_Task goal_.
Copy every line of the material below word for word.

_Exercise input_.
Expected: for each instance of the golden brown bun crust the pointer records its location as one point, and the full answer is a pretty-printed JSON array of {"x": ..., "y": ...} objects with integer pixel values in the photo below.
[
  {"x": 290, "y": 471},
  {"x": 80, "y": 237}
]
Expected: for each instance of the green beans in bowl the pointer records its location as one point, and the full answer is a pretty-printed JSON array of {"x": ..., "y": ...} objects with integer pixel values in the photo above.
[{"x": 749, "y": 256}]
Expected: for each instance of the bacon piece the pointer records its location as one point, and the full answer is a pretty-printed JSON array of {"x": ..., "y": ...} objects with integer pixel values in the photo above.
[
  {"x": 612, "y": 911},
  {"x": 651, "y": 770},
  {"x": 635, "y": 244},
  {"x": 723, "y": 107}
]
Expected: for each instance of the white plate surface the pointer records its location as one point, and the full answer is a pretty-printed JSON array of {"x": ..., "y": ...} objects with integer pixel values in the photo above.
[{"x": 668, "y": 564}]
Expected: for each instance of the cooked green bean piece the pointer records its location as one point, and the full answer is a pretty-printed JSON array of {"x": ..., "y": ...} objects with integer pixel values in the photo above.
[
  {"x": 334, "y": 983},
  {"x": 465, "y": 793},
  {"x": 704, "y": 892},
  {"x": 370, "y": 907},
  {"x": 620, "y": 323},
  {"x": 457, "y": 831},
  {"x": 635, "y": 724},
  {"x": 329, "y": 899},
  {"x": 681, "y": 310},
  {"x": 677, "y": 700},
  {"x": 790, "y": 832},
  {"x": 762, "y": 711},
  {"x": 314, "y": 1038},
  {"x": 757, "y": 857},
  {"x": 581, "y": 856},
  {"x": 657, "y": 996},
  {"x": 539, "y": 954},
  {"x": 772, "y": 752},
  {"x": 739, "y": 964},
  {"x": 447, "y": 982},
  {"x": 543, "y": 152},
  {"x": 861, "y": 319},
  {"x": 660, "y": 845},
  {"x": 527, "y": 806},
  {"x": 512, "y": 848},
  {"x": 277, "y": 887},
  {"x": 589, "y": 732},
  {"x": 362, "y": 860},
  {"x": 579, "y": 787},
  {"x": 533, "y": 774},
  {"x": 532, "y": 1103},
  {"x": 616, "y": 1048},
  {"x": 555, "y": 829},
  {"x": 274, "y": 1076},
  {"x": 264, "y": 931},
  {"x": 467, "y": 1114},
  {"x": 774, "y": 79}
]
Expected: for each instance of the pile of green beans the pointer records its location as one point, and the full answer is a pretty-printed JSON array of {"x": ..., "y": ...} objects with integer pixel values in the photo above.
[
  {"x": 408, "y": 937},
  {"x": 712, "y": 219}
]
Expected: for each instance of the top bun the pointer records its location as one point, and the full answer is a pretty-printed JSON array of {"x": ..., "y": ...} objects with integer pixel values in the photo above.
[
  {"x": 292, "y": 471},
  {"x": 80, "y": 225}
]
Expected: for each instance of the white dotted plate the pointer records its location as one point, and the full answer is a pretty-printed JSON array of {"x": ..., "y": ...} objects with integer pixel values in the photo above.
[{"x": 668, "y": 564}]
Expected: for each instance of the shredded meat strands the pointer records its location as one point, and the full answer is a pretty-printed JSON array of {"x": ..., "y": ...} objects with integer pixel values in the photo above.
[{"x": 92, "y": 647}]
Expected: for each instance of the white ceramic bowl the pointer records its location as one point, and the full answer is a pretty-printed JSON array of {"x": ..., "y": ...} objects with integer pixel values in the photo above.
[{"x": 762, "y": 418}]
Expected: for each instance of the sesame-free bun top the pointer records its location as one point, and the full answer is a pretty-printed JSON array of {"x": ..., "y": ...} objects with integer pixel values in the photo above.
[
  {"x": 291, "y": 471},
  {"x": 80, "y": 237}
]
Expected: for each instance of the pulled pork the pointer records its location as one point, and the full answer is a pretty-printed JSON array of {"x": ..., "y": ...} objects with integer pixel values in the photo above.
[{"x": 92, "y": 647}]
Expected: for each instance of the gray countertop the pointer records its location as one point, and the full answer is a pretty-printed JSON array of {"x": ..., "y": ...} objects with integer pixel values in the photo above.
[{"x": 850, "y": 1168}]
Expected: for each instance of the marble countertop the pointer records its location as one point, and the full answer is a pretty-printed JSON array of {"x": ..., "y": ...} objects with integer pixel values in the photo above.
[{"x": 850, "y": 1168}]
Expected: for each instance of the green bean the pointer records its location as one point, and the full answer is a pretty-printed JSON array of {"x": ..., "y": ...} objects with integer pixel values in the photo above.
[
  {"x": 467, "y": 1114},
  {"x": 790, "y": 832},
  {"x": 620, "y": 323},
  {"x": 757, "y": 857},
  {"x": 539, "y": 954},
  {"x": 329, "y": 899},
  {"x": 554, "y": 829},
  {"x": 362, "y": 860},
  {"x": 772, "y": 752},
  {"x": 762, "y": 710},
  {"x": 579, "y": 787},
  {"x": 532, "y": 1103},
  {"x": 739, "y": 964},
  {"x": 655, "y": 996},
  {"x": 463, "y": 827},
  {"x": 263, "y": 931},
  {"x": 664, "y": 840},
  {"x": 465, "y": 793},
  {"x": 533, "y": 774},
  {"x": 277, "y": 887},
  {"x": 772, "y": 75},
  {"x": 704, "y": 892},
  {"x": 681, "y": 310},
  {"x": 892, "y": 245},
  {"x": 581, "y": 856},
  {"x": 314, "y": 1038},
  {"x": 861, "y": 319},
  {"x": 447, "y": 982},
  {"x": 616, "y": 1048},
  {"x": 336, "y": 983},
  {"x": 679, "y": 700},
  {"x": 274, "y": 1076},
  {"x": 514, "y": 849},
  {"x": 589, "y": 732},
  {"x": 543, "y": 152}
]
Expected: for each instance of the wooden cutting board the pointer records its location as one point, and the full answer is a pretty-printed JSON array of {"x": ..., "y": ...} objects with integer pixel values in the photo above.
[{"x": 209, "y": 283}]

_Response_.
Expected: for each instance of the golden brown bun crust the pointer records its location as one point, and the full answer is a pretty-printed JSON array of {"x": ..., "y": ...} objects with integer pixel values in the photo below.
[
  {"x": 290, "y": 471},
  {"x": 80, "y": 237}
]
Expected: for each instance of the green beans in bowl the pointer records its location as one point, and the full answer is a pretty-printed JSON array of {"x": ..., "y": ...} objects with integer pixel values in the photo above.
[{"x": 749, "y": 256}]
Expected: for each instance of the bacon piece the pointer records its location as one point, and the full answer is a pretty-printed JSON array of {"x": ..., "y": ...} objects with integer pixel values in the photo above.
[
  {"x": 612, "y": 911},
  {"x": 651, "y": 770},
  {"x": 635, "y": 244},
  {"x": 723, "y": 107}
]
Expected: for each instance of the white plate surface the pointer records its location as one point, and the full answer is a pretty-printed JSON array of {"x": ..., "y": ...} objects with integer pixel values in the photo above.
[{"x": 668, "y": 564}]
Expected: for each instance of the cooked green bean piece the pointer records its location as one point, and the full answer is a pretty-printed JSON array of {"x": ..., "y": ...} objects with integer pixel values in the photo above.
[
  {"x": 334, "y": 983},
  {"x": 465, "y": 793},
  {"x": 704, "y": 892},
  {"x": 370, "y": 907},
  {"x": 620, "y": 323},
  {"x": 457, "y": 831},
  {"x": 635, "y": 724},
  {"x": 329, "y": 899},
  {"x": 681, "y": 310},
  {"x": 677, "y": 700},
  {"x": 790, "y": 832},
  {"x": 762, "y": 711},
  {"x": 314, "y": 1038},
  {"x": 757, "y": 857},
  {"x": 581, "y": 856},
  {"x": 657, "y": 996},
  {"x": 539, "y": 954},
  {"x": 772, "y": 752},
  {"x": 739, "y": 964},
  {"x": 447, "y": 982},
  {"x": 543, "y": 152},
  {"x": 861, "y": 319},
  {"x": 660, "y": 845},
  {"x": 527, "y": 806},
  {"x": 512, "y": 848},
  {"x": 277, "y": 887},
  {"x": 589, "y": 732},
  {"x": 362, "y": 860},
  {"x": 579, "y": 787},
  {"x": 533, "y": 774},
  {"x": 532, "y": 1103},
  {"x": 616, "y": 1048},
  {"x": 555, "y": 829},
  {"x": 274, "y": 1076},
  {"x": 264, "y": 931},
  {"x": 467, "y": 1114},
  {"x": 774, "y": 79}
]
Expected: for each instance of the pile of green beans the pointer records its location as one point, and the full answer is a pretty-printed JSON array of {"x": ..., "y": ...} objects with integer pixel values in the photo above.
[
  {"x": 408, "y": 937},
  {"x": 712, "y": 219}
]
Expected: for each instance of the top bun the pointer records its location as one point, and the full answer is a pretty-printed JSON array of {"x": ..., "y": ...} objects with integer pixel values in the photo above.
[
  {"x": 292, "y": 471},
  {"x": 80, "y": 225}
]
Expected: for each instance of the white dotted plate the pointer records its location as one point, and the full answer is a pretty-printed JSON array of {"x": ..., "y": ...} objects with integer pixel values in the photo above.
[{"x": 668, "y": 564}]
Expected: for each instance of the shredded meat strands the pointer records its location as one point, and the full answer is a pretty-printed JSON array of {"x": ..., "y": ...} objects with integer pixel values in the photo above.
[{"x": 92, "y": 647}]
Expected: for each instance of the white ceramic bowl the pointer records its location as one point, and the full answer is a pretty-printed JSON array of {"x": ..., "y": ...} objects with integer pixel values in the photo above.
[{"x": 762, "y": 418}]
Expected: for each instance of the sesame-free bun top the pointer records its location as one point, and the full answer is a pretty-printed JSON array of {"x": ..., "y": ...} objects with integer pixel values in the photo above.
[
  {"x": 291, "y": 471},
  {"x": 80, "y": 237}
]
Expected: for each instance of the pulled pork the pointer records its location as one point, and the full answer is a pretty-printed JSON array of {"x": ..., "y": ...} objects with integer pixel values in the photo above.
[{"x": 92, "y": 647}]
Expected: for each instance of the gray countertop the pointer records its location as one point, and the full answer is a pretty-printed JSON array of {"x": ..., "y": ...} objects with integer pixel values in the photo above.
[{"x": 850, "y": 1168}]
Expected: for each instance of the marble countertop the pointer records its location as one point, and the full answer is a pretty-printed JSON array of {"x": ..., "y": ...} objects with integer pixel values in the photo above.
[{"x": 850, "y": 1168}]
Expected: for each instance of the green bean the pointer records its location as one point, and the full answer is a pretty-printed JSON array of {"x": ..., "y": ...} objects with integer pixel values in the photo above.
[
  {"x": 467, "y": 1114},
  {"x": 790, "y": 832},
  {"x": 620, "y": 323},
  {"x": 757, "y": 857},
  {"x": 539, "y": 954},
  {"x": 329, "y": 899},
  {"x": 554, "y": 829},
  {"x": 362, "y": 860},
  {"x": 772, "y": 752},
  {"x": 762, "y": 710},
  {"x": 579, "y": 787},
  {"x": 532, "y": 1103},
  {"x": 739, "y": 964},
  {"x": 655, "y": 996},
  {"x": 463, "y": 827},
  {"x": 263, "y": 931},
  {"x": 664, "y": 840},
  {"x": 465, "y": 793},
  {"x": 533, "y": 774},
  {"x": 277, "y": 887},
  {"x": 772, "y": 75},
  {"x": 704, "y": 892},
  {"x": 681, "y": 310},
  {"x": 892, "y": 245},
  {"x": 581, "y": 856},
  {"x": 314, "y": 1038},
  {"x": 861, "y": 319},
  {"x": 447, "y": 982},
  {"x": 616, "y": 1048},
  {"x": 336, "y": 983},
  {"x": 679, "y": 700},
  {"x": 274, "y": 1076},
  {"x": 514, "y": 849},
  {"x": 589, "y": 732},
  {"x": 543, "y": 152}
]
Expected: for each instance of the wooden cutting board the pointer records its location as one point, and the full answer is a pretty-printed JSON array of {"x": ..., "y": ...} objects with integer pixel values in the photo above.
[{"x": 209, "y": 283}]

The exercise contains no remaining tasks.